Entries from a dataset
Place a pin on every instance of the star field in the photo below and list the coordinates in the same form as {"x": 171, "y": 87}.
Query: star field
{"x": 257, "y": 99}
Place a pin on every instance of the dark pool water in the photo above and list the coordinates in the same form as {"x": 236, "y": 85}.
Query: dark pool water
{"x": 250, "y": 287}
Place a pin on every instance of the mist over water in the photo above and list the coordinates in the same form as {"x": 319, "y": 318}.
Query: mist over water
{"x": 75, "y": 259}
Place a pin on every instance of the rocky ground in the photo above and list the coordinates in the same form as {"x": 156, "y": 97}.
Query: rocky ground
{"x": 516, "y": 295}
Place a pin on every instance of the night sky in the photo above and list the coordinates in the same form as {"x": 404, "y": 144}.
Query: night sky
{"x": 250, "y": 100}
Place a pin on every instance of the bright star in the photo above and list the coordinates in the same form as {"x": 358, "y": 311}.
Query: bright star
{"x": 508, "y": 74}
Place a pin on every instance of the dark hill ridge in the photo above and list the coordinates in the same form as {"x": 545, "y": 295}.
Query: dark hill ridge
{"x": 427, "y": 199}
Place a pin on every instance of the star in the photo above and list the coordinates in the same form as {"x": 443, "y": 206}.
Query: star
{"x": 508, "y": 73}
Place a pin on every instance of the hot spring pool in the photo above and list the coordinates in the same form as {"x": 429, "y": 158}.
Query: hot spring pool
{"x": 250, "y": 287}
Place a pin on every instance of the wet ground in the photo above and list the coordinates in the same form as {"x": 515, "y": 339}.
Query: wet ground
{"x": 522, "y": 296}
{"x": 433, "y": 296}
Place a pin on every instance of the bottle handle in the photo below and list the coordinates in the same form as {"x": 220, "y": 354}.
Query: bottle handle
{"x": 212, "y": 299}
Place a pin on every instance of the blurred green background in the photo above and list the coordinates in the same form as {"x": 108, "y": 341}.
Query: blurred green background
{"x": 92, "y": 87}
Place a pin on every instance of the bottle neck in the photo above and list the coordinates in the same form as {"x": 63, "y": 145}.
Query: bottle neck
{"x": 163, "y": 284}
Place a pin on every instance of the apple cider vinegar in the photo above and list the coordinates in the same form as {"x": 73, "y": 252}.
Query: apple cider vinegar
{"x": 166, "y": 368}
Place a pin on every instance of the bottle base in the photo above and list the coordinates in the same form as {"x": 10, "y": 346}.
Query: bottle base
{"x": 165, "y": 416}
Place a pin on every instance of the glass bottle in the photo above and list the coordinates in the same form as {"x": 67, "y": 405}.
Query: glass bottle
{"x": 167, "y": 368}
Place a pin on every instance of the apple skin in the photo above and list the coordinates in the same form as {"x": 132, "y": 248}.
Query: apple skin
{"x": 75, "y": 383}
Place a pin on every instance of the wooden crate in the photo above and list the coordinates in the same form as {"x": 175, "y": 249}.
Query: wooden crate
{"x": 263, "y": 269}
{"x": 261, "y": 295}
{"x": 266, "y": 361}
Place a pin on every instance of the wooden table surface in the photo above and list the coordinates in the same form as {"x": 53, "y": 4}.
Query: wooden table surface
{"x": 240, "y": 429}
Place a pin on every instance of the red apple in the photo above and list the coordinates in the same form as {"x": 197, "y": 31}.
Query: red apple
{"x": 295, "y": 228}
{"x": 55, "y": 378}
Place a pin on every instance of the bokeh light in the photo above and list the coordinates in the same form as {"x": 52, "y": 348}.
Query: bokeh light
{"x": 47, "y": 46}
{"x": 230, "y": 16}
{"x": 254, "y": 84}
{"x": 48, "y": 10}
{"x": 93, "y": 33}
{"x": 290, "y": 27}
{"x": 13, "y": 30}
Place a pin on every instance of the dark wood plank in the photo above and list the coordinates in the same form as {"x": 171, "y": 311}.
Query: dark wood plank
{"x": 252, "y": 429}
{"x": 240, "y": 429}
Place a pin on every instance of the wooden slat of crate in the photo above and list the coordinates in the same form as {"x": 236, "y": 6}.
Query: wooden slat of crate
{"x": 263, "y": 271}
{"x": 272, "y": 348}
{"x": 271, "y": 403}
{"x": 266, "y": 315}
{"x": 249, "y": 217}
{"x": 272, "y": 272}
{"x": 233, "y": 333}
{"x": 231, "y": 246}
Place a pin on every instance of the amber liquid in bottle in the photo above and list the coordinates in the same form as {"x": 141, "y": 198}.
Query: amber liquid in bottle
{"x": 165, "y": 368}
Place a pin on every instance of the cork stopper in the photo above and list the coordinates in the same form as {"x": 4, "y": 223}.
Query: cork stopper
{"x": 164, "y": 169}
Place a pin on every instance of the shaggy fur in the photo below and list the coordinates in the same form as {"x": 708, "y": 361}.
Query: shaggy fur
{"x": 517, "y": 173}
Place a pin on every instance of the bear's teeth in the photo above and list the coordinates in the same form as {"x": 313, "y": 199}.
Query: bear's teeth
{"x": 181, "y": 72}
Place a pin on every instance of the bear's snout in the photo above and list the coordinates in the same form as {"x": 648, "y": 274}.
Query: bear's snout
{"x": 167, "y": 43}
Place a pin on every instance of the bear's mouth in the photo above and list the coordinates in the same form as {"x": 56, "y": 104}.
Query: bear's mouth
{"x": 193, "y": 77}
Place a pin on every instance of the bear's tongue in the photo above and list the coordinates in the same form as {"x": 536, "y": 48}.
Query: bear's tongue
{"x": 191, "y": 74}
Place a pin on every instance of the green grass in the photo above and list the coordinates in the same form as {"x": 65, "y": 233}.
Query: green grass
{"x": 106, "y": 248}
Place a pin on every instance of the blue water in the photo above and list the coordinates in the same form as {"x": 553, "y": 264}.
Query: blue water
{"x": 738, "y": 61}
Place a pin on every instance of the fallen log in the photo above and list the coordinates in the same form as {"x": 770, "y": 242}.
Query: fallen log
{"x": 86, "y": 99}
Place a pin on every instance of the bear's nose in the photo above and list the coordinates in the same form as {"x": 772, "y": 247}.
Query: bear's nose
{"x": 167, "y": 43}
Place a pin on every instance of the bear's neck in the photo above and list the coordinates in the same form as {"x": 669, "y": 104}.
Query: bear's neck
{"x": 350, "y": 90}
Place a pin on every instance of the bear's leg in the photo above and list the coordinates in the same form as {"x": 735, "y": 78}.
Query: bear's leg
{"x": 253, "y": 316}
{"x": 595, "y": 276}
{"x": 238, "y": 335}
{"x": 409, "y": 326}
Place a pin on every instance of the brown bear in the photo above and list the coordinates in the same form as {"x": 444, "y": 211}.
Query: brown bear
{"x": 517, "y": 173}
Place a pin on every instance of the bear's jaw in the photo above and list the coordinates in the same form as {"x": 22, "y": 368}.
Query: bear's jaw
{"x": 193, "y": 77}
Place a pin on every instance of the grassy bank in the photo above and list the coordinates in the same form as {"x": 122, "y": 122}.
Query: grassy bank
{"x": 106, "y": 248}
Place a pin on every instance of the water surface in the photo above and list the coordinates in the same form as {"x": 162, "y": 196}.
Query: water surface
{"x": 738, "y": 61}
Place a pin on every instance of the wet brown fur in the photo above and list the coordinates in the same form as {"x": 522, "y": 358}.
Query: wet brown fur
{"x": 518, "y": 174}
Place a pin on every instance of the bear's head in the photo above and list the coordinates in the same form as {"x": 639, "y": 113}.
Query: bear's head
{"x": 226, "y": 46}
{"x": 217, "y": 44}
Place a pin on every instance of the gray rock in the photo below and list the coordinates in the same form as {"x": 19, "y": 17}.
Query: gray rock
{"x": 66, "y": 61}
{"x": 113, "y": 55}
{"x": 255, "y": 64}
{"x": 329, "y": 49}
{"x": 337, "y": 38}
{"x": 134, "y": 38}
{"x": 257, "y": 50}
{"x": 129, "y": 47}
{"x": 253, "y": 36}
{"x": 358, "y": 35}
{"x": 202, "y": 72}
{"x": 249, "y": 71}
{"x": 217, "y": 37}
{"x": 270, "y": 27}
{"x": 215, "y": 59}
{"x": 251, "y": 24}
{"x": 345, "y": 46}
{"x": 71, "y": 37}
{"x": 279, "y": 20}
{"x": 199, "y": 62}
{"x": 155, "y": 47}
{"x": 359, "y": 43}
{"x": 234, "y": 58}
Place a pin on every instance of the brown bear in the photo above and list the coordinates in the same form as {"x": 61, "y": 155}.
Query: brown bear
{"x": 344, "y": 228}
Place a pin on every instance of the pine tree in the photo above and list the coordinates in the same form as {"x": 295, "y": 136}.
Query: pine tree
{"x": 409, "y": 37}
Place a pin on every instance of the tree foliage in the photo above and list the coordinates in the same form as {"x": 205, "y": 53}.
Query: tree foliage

• **Exercise directions**: Leave out every line before the one containing "Place a pin on every instance of the pine"; set down that line and all remaining lines of the material exactly.

• **Task output**:
Place a pin on every instance of the pine tree in the photo above and list the coordinates in the same form as {"x": 295, "y": 136}.
Query: pine tree
{"x": 409, "y": 37}
Place a pin on every instance of the tree foliage in the photo above and list the coordinates in the same form as {"x": 205, "y": 53}.
Query: tree foliage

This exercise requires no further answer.